Information supplied -
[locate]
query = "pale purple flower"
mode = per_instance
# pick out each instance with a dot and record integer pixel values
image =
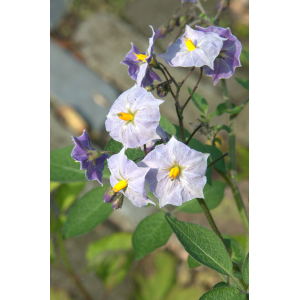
(229, 56)
(138, 63)
(163, 137)
(177, 173)
(134, 117)
(194, 49)
(128, 179)
(90, 159)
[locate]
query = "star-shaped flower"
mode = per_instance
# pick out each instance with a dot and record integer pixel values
(229, 56)
(177, 173)
(138, 64)
(90, 159)
(128, 179)
(194, 49)
(134, 118)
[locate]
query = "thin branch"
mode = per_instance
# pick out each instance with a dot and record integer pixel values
(195, 87)
(193, 133)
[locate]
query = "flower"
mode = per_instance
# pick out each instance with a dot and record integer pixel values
(128, 179)
(134, 117)
(194, 49)
(177, 173)
(138, 64)
(229, 56)
(163, 137)
(90, 159)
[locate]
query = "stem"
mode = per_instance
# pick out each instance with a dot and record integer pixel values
(238, 199)
(226, 154)
(193, 133)
(70, 271)
(195, 87)
(212, 222)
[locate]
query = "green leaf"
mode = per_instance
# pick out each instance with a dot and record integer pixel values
(111, 257)
(220, 284)
(116, 242)
(199, 102)
(237, 251)
(151, 233)
(243, 82)
(67, 194)
(221, 108)
(203, 245)
(213, 197)
(223, 293)
(88, 212)
(167, 126)
(116, 147)
(193, 263)
(245, 269)
(63, 167)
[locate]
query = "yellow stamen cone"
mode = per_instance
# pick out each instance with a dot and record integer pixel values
(174, 173)
(125, 116)
(189, 44)
(120, 185)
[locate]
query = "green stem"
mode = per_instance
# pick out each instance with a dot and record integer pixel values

Set task -
Which lines in the rows above contain the string "query", matched case-sensitively? Report each of those lines in full.

Written solution -
query = "pale purple flower"
query = "star-shaped flower"
query = "thin branch"
query = "flower"
query = "stem"
query = "green leaf"
query = "yellow stamen cone"
query = "green stem"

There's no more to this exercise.